━━━━━ Document section ━━━━━

Quite apart from her alacrity in cutting, Judith Thompson's process as a writer is consistent with her background as a graduate in English from Queen's University and from the acting program of the National Theatre School, and congruent with Tarragon Theatre's reputation as the home of poetic naturalism. Her own training as an actor no doubt reinforced Thompson's well-developed sense of characterization and her acute ear for dialogue, and Tarragon Theatre proved for almost two decades a congenial host for Thompson's writer-in-residency and a valued first producer for all of her plays from 1984 until 2006.
But if poetic naturalism, however evocative, were all she wrote, Judith Thompson would not have the reputation she does as the creator of disturbing and dislocating theatrical experiences. Lion in the Streets, like all her plays, betrays an abiding interest in psychological motivation, and evokes immediate empathy for characters who are conceived in depth. Unlike those in more conventionally naturalistic plays, however, the characters in Lion in the Streets tend to be fragmented and discontinuous, and they are rarely contained within a single, unified action or linear plot. They tend, too, to be represented self-consciously as constructs undergoing crises of subjectivity, struggling to bridge a persistent gulf between the self that speaks and the self represented in that discourse as the subject, the I.

━━━━━ Record set ━━━━━

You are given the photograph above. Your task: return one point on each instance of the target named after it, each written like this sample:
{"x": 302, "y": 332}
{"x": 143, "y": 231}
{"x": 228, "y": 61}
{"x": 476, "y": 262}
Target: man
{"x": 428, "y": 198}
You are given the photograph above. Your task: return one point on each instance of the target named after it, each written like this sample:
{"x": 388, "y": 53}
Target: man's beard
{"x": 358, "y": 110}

━━━━━
━━━━━ Record set ━━━━━

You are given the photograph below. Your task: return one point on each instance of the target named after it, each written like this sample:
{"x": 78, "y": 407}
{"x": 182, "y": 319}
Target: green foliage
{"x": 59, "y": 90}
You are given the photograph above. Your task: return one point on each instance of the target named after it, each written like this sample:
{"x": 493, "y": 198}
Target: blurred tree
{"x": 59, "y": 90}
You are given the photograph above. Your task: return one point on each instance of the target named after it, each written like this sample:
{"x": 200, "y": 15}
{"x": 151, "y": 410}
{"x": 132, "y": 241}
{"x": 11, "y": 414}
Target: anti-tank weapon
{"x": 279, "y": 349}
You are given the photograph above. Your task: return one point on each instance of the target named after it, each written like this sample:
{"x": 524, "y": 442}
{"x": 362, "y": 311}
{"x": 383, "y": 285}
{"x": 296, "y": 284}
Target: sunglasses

━━━━━

Stated goal 1:
Answer these questions from the passage on Judith Thompson:
(a) At which university did Thompson earn her English degree?
(b) During which years was Tarragon Theatre the first producer of all her plays?
(c) Within what are the characters in Lion in the Streets rarely contained?
Stated goal 2:
Decide whether each statement agrees with the passage on Judith Thompson:
(a) Thompson went through the acting program of the National Theatre School.
(b) Tarragon Theatre hosted Thompson's writer-in-residency for more than three decades.
(c) The characters in Lion in the Streets tend to be unified and continuous.
Stated goal 3: Carry on the passage on Judith Thompson from its last sentence.
These rows were drawn from a separate source.

Exercise answer 1:
(a) Queen's University
(b) From 1984 until 2006
(c) A single, unified action or linear plot

Exercise answer 2:
(a) Yes: "from the acting program of the National Theatre School"
(b) No: "for almost two decades a congenial host for Thompson's writer-in-residency"
(c) No: "the characters in Lion in the Streets tend to be fragmented and discontinuous"

Exercise answer 3:
As the characters struggle to construct a unified self through a narrative that will allow them to understand—or comprehend
—their lives, the play's plot becomes the site of duelling, contradictory, and even mutually exclusive narratives—multiple actions that are disturbingly open and exploratory rather than comfortably closed. This seems to be the case on the level of character and individual scene, in which the often violent or disjunctive actions are matched by a radical uncertainty about what is really happening,
about whose point of view is true,
and under what circumstances. But it is also the case that the overall relay
structure of the play resists closure, containment, and easy comprehension, as a character from each scene is carried forward to the next, catalyst to a new action. As Thompson said, during a panel discussion at the du Maurier World Stage, I just couldn't cope with the idea of a huge body of narrative. . . I started to find that kind of narrative tedious, because your expectations are usually fulfilled.
Replacing the unity of traditional linear narrative are the overarching but problematic presence of Isobel, the play's collage-like composite portrait of an urban neighbourhood in crisis and, in production, a multiplicity of associative visual and musical linking devices such as the act-ending dances and the evocative disk that featured above centre-stage in the original du Maurier World Stage and Tarragon productions.
Naturalistic drama traditionally relies on the creation of fully empathetic characters whose psychological crises—constructed by the plays as personal neuroses—precipitate conflicts in the action. These conflicts are resolved through a reversal
in the play's central and linear plot, producing in the central character(s) a recognition
of an already existing, well-adjusted,
and unified self
whose problems have been explained as deviations from a hegemonic social norm.
The empathy created between character and audience in such plays in turn produces a cathartic release of potentially disruptive emotions in an audience that leaves the theatre satisfied—calm of mind, all passion spent. Such plays, then, serve to contain potential social and psychological unrest, to explain disturbances and dissatisfactions in terms of individual psychology, and by purging discontent to affirm the social and political status quo.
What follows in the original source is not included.